**Materials provided**
= = = = =

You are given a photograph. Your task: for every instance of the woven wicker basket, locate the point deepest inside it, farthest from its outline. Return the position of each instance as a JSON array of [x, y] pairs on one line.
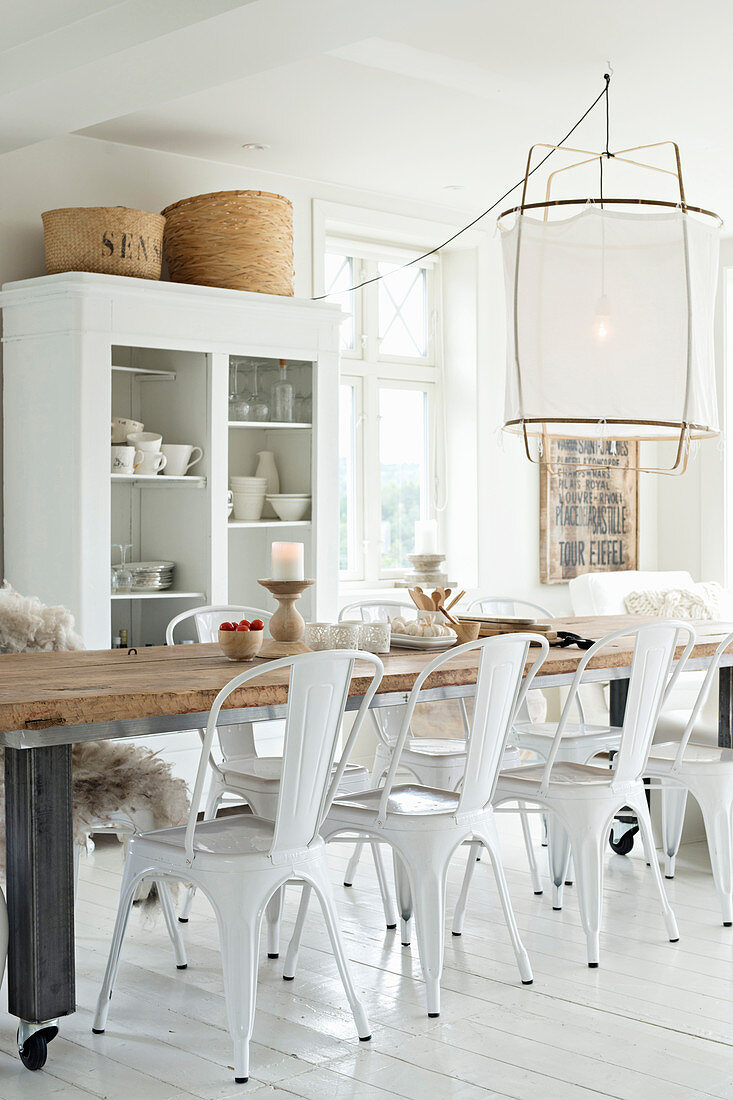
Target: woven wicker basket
[[240, 240], [110, 240]]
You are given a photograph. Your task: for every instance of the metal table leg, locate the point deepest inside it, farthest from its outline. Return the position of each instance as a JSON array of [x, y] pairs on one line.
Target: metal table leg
[[39, 835], [724, 706]]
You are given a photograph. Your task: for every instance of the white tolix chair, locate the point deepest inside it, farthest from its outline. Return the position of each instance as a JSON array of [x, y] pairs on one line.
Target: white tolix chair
[[707, 772], [425, 825], [241, 862], [244, 776], [435, 761], [582, 799]]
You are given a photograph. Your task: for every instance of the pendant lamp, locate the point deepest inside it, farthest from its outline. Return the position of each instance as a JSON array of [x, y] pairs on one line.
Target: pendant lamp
[[610, 316]]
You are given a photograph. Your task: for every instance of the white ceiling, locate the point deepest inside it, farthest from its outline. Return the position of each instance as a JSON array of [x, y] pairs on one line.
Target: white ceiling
[[404, 97]]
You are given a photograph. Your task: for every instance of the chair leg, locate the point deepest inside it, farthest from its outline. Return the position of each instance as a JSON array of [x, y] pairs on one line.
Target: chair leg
[[353, 864], [130, 881], [674, 802], [528, 844], [588, 845], [404, 899], [718, 815], [387, 904], [171, 923], [558, 854], [428, 888], [239, 931], [490, 838], [459, 914], [294, 946], [639, 805], [210, 811], [273, 917], [323, 888]]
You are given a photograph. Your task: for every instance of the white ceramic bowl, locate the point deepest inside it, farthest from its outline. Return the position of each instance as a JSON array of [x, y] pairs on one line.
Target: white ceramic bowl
[[248, 507], [290, 508]]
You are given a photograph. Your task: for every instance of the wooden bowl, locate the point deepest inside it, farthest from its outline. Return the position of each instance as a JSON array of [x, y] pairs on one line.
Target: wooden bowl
[[241, 645], [466, 631]]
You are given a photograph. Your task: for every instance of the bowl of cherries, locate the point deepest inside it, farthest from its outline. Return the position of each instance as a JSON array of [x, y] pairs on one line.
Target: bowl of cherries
[[241, 641]]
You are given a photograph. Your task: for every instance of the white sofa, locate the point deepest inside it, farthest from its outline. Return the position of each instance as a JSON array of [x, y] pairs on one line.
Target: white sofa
[[603, 594]]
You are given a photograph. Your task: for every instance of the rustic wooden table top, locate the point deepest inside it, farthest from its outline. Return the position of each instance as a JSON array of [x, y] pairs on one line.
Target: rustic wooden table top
[[42, 690]]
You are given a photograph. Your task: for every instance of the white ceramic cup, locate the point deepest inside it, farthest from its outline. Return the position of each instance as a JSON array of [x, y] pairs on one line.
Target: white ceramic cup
[[121, 427], [124, 459], [152, 463], [179, 458], [145, 440]]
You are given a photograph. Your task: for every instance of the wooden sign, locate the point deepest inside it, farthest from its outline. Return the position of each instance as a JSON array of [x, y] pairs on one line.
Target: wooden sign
[[588, 517]]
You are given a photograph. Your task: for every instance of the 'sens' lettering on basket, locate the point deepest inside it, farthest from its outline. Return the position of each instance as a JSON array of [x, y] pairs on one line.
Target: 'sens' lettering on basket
[[129, 245]]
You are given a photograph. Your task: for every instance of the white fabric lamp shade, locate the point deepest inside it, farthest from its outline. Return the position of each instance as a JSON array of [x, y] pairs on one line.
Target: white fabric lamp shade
[[610, 325]]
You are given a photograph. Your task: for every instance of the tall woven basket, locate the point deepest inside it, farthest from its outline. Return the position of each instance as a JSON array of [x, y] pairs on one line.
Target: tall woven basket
[[108, 240], [239, 240]]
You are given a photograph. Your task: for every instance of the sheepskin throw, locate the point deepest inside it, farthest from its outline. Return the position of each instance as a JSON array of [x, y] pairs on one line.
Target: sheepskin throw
[[112, 780], [26, 625], [700, 602]]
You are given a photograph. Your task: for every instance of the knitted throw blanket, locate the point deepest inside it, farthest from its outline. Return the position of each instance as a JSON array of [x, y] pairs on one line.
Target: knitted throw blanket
[[700, 602]]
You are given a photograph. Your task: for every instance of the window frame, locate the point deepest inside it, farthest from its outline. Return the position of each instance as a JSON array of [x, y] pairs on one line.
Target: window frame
[[373, 371]]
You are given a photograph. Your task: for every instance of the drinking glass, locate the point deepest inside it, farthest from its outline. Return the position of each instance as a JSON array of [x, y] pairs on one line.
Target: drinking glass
[[122, 575], [239, 408], [259, 407]]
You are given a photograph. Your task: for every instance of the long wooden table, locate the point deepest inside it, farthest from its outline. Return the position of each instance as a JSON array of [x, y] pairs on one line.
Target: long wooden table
[[52, 701]]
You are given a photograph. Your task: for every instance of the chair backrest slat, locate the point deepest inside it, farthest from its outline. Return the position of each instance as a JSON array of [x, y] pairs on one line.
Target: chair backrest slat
[[502, 662], [317, 695]]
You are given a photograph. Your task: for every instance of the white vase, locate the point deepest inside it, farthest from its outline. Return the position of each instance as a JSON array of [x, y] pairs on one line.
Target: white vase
[[267, 469]]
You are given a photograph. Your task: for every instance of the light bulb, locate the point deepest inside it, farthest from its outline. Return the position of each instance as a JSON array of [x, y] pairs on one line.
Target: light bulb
[[602, 326]]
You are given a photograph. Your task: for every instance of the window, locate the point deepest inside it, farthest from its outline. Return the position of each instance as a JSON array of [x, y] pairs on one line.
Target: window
[[387, 399]]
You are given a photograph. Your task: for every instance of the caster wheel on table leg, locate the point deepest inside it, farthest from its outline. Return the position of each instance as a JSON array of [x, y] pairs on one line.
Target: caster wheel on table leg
[[34, 1052]]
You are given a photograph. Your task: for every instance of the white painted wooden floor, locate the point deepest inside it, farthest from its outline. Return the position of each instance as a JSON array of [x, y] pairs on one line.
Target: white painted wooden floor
[[655, 1021]]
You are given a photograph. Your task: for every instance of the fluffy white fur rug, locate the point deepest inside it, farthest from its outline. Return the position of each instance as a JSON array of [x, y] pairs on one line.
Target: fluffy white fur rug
[[110, 778]]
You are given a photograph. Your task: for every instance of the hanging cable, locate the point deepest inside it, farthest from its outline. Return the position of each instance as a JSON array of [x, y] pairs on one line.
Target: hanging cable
[[459, 232]]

= = = = =

**Aim**
Extract every line of the data exactly; pictures stay out.

**Answer to the exercise**
You are given a photograph. Your task: for every instance of the woven wicker basket, locate the point deepest inside it, farthest from its outline. Return the position of each instance as a JSON array of [x, y] pairs on one line.
Target: woven wicker basket
[[240, 240], [110, 240]]
You are given a photograph. Your task: for every instance of the metal table leg, locate the point deepest inside it, farthest from its outline. Return the position of each instance as a JSON array of [x, y] pairs on one line.
Target: metal table leg
[[39, 835], [724, 706]]
You are given a photograph. Your task: for every instance of the white tolix chair, locate the point deepest inside it, farthest from its outline. Return the position of each instance as a JSON array of [x, y] pairs on one line.
Target: white tolix chair
[[707, 772], [425, 825], [241, 862], [244, 776], [435, 761], [582, 799]]
You are given a photograph. Your task: for every instance of the pendant lamp, locate the point deepest inside it, farthest from its outline. Return the position of each instance as a JSON array of [x, y] pairs on one line.
Target: pendant lamp
[[610, 316]]
You are given a photograph. Your task: for every instance of the white ceiling, locate the point deepest inside it, farthest from its outline. Return the position of each instance as a JSON array of [x, y] pairs on one line.
Target: white ceiling
[[404, 97]]
You are given a photograph. Your task: for every instance of the chair leg, locate the point deepest inside it, farthest from its outline. Return the position of each instance as a JSON array of [x, y] pairs on one line.
Target: chair leg
[[353, 864], [130, 881], [674, 802], [528, 844], [588, 845], [404, 899], [718, 815], [387, 904], [171, 923], [558, 854], [428, 888], [239, 931], [490, 838], [459, 914], [294, 946], [639, 805], [210, 811], [273, 917], [323, 888]]
You are given a photograph. Your task: for every instance of the white ceramic bowl, locate the point deepest inside it, farthest from its outline. Return the position of each instance as a JSON array of [x, y] pairs on one line.
Target: white ceramic bowl
[[248, 507], [290, 508]]
You are given a photograph. Your task: for every instance of the wooden bowl, locate the point deepest inside it, farthest from its outline. Return the position of each instance as a JSON array of [x, y] pairs on one line.
Target: wooden bowl
[[241, 645], [466, 631]]
You are given a photograph. Your task: for every instance of the bowl of cherries, locate the point deepest inside it, farthest from its outline. Return the position of each instance as a JSON array of [x, y] pairs on one line.
Target: bowl of cherries
[[241, 641]]
You are given a photograph. Your task: for every instance of the white sofa, locate the point deepest inside it, farthest from its outline. Return the position of each instance as a JSON array of [x, y] pairs on one line.
Target: white sofa
[[603, 594]]
You are given a photograph. Your task: for every instance of the rustic wooden table top, locate the point deepest inside it, farthest from its outline. Return the position of each instance as a JSON array of [x, y] pairs on one line.
Target: rustic wooden table top
[[42, 690]]
You are given a photograph. Your task: for every instance of the white ceramic cup, locate the point deepest inside it, farthest from its outline. Return the position of each instance as a JSON array of [x, y] pairs on one line.
Target: white ceramic cup
[[121, 427], [124, 459], [152, 463], [179, 458], [145, 440]]
You are given a photograph. Your task: for every instance of the wooden sign, locate the point deepest inside it, farthest from its outline. Return the position of each instance as a JSON array of [x, y] pairs on one line.
Target: wooden sign
[[588, 517]]
You are given a photograph. Your task: for every instance of the 'sens' lettering on basket, locate the point deepest inside it, farthest from its outline. Return the position of each instance as a JSON array of [x, y] pairs on one line.
Target: 'sens' lettering on basket
[[129, 245]]
You are given a photograph. Your task: for every instance of the white fabric lamp shade, locate the point deepest inside it, farthest from its outline. Return the position of each instance as a JSON array of [x, y] pairs on one line.
Target: white fabric lamp shade
[[610, 325]]
You are given a photograph. Your task: for every instance of the tall woven basket, locate the point deepest inside it, farthest from its outline. Return the position of each instance as a JSON array of [x, y] pairs on one line.
Target: tall woven basket
[[108, 240], [239, 240]]
You are given a photograph. Your task: for every instance of the sheepskin throw, locate the point deepest inside it, farthest from its outline. Return the position of each instance as a JSON array of [x, y] pairs on one line.
Target: sheepskin throw
[[112, 780], [26, 625], [700, 602]]
You are given a photograph. Your task: for every instance of the knitted throw blanket, locate the point deepest inside it, farthest from its outline. Return the position of each instance as a JSON array of [x, y] pairs on one line.
Target: knitted throw blanket
[[700, 602]]
You are given a photograph. Your task: for every instance of the window frame, locate the point deepest inside it, farthest from its outline. Return the position of each instance as a JSON array of [x, y] pairs on one line.
Target: window frame
[[373, 371]]
You are given a photograph. Your task: for every instance of the drinking glass, locate the point deepest inside it, farthest from its outline. Return the position of each instance as a JSON array of [x, y] pairs on one line.
Target: drinking glass
[[122, 575], [239, 408], [259, 407]]
You are given a photograph. Your task: for every instance of the long wooden table, locate the point deepest inside it, farthest from its outline. Return the position of each instance as a JSON array of [x, y] pairs on one line.
Target: long wooden table
[[52, 701]]
You are given a photograph. Your task: for every instance of the chair backrest slat, locate the point deepest inside it, farthest from its outline. Return the position of each instance as a JSON array of [x, y] pairs on one line.
Target: chair backrest slat
[[502, 662], [317, 695]]
You are given a photograph. Your task: for every instance of the white vase, locate the point deepest inside it, farthest from its outline. Return the position of each instance as a JSON array of [x, y] pairs on one line.
Target: white vase
[[267, 469]]
You are given a photograph. Your task: for every instance of the light bulb, locate the point deepest inside it, farthest from its outline. Return the position of each instance as a JSON array of [x, y] pairs on one line.
Target: light bulb
[[602, 326]]
You are given a photograph. Your task: for every instance of the window, locate the point deepest inside it, farthest from its outline. Return the position of each instance as a JSON array of [x, y] pairs on one line.
Target: window
[[387, 399]]
You are given a photograph. Your task: for every instance of the caster wheel on table leg, locate the point deepest inside it, farthest from its outline. Return the position of each instance as a JSON array of [x, y] pairs on one line.
Target: caster wheel on table leg
[[34, 1052]]
You are given a photograph. Your task: for every instance of the white painted wooden floor, locate the point deepest inside it, farthest from its outline. Return the position of each instance as a JSON array of [x, y] pairs on one line.
Target: white painted wooden floor
[[655, 1021]]
You are given a photograph. Your task: for every instance of the fluffy white fur rug, locate the point deepest inside it, farthest from its outline. Return the position of each instance as a JSON array of [x, y] pairs on one line.
Target: fluffy white fur rug
[[110, 778]]
You are given a photograph. Your task: for every instance of the hanging cable, locate the point deepest inside it, farthest from its outline. Return the position of each instance as a JSON array of [x, y] pairs on one line.
Target: hanging cable
[[459, 232]]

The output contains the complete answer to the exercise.